HILANGNYA IDENTITAS YOGYAKARTA
SEBAGAI KOTA BUDAYA DAN PENDIDIKAN
Kota Yogyakarta yang
telah dipercaya oleh berbagai lapisan masyarakat di Indonesia sebagai kota
pelajar dan kota budaya saat ini sangat dipertanyakan. Sebagai lingkungan
pendidikan seharusnya kota Yogyakarta bisa menyediakan ruang diskusi ,
menyediakan taman bacaan bagi para pelajar, menyediakan perpustakaan kota yang
lebih banyak, dan mengurangi tempat hiburan malam yang memiliki dampak negatif
bagi pelajar. Bukti dari kota Yogyakarta yang kental dengan image kota pendidikan dengan Hasil
Sensus Penduduk Tahun 1980 dan 1990 menunjukkan bahwa sebagian besar berusia 15-29 tahun . Dengan mempertimbangkan
bahwa usia tersebut merupakan usia SMU dan Perguruan Tinggi, maka ciri tersebut
merupakan salah satu bukti bahwa penduduk yang masuk ke Propinsi Daerah
Istimewa Yogyakarta adalah pelajar dan mahasiswa.

##############################

**Soal singkat 1:** Menurut artikel tentang Yogyakarta ini, berapa rentang usia sebagian besar penduduk berdasarkan Sensus Penduduk Tahun 1980 dan 1990?

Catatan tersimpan
##############################

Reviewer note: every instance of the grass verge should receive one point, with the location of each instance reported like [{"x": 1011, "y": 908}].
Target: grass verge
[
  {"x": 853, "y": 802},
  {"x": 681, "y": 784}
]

##############################

**Soal singkat 2:** Ubah seluruh baris pada catatan di atas menjadi daftar bernomor tanpa baris kosong.

**Jawaban tertulis 1:** 15-29 tahun.

**Jawaban tertulis 2:**
1. Reviewer note: every instance of the grass verge should receive one point, with the location of each instance reported like [{"x": 1011, "y": 908}].
2. Target: grass verge
3. [
4.   {"x": 853, "y": 802},
5.   {"x": 681, "y": 784}
6. ]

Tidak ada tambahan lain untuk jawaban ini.